Set down, word for word, the stretch of the amino acid metabolism flashcards from "A: Transamination is" through "(donating amino groups).".

Text under study
---------------
Metabolic Fates of Amino Acids Flashcards
What are the components bound to the α-carbon in an amino acid structure?
The α-carbon is bound to:
An amino group (NH3+/NH2)
A carboxyl group (COOH/COO-)
A hydrogen atom
An R-group (side chain)
What are the primary metabolic fates of amino acids in mammals?
The amino group is metabolized to urea (or uric acid in birds).
The carbon skeletons are converted into intermediates of the citric acid cycle
The amino group is metabolized to urea (or uric acid in birds).
The carbon skeletons are converted into intermediates of the citric acid cycle.
Flashcard 3: Amino Group Transport
Q: Why is the transport of nitrogen (amino groups) crucial in amino acid metabolism?
The transport of nitrogen is essential to:
Facilitate the synthesis of urea for excretion.
Provide amino groups for energy intermediate production to generate ATP.
What is transamination, and what does it achieve?
What is transamination, and what does it achieve?
A: Transamination is the enzymatic transfer of an amino group from an α-amino acid to an α-keto acid. It:
Collects amino groups from various amino acids as L-glutamate.
Utilizes α-ketoglutarate as the primary amino group acceptor.
Is catalyzed by aminotransferases.
What role does Pyridoxal Phosphate (PLP) play in transamination reactions?
PLP is a prosthetic group derived from vitamin B6.
It serves as an amino group carrier in a “ping-pong” reaction mechanism.
PLP alternates between pyridoxal phosphate (accepting amino groups) and pyridoxamine phosphate (donating amino groups).
Describe the “ping-pong” mechanism of transamination
One substrate binds, and the first product is released.
The enzyme is modified to an intermediate form.
The second substrate binds, leading to the formation and release of the second product.
How are amino groups from dietary protein metabolized?
---------------
Image-grounded pointing data
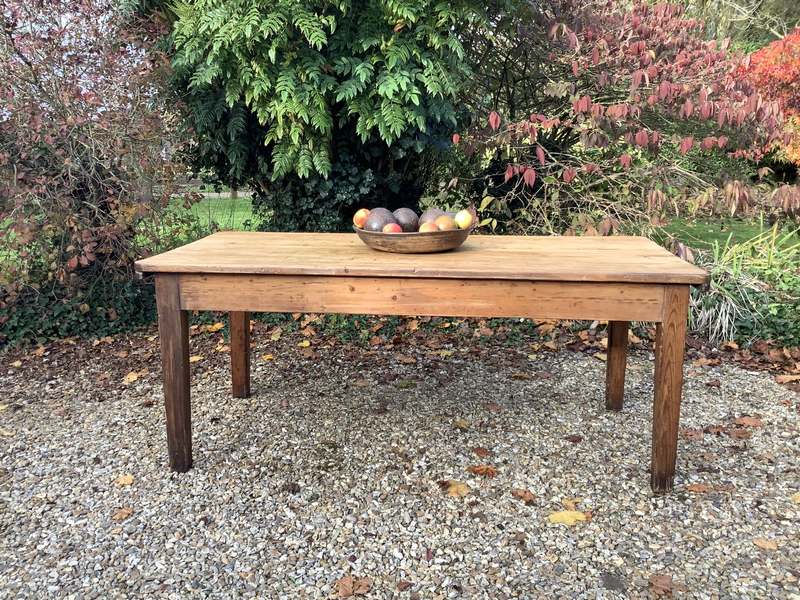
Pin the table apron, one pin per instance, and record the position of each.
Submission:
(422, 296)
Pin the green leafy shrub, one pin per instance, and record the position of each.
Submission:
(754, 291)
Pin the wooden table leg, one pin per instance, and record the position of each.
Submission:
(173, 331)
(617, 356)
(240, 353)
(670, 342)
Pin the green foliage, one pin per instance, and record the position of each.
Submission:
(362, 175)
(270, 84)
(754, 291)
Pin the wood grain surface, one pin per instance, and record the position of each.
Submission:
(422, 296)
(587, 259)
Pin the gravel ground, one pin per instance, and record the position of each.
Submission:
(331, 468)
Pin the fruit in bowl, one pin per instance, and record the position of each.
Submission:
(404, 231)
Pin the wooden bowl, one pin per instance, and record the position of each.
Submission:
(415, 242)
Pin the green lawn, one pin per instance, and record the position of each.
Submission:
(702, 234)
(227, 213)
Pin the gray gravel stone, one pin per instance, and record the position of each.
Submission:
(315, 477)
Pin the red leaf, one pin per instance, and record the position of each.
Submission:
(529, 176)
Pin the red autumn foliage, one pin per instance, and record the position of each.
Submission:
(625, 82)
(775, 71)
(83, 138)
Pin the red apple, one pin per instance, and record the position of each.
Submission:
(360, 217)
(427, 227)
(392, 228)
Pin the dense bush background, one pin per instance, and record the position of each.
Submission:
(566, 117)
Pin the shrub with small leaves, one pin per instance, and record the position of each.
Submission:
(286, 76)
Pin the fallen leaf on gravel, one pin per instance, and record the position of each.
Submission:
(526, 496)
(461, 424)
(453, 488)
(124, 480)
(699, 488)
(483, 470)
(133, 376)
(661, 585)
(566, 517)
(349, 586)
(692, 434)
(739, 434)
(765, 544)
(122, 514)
---------------
Written response
A: Transamination is the enzymatic transfer of an amino group from an α-amino acid to an α-keto acid. It:
Collects amino groups from various amino acids as L-glutamate.
Utilizes α-ketoglutarate as the primary amino group acceptor.
Is catalyzed by aminotransferases.
What role does Pyridoxal Phosphate (PLP) play in transamination reactions?
PLP is a prosthetic group derived from vitamin B6.
It serves as an amino group carrier in a “ping-pong” reaction mechanism.
PLP alternates between pyridoxal phosphate (accepting amino groups) and pyridoxamine phosphate (donating amino groups).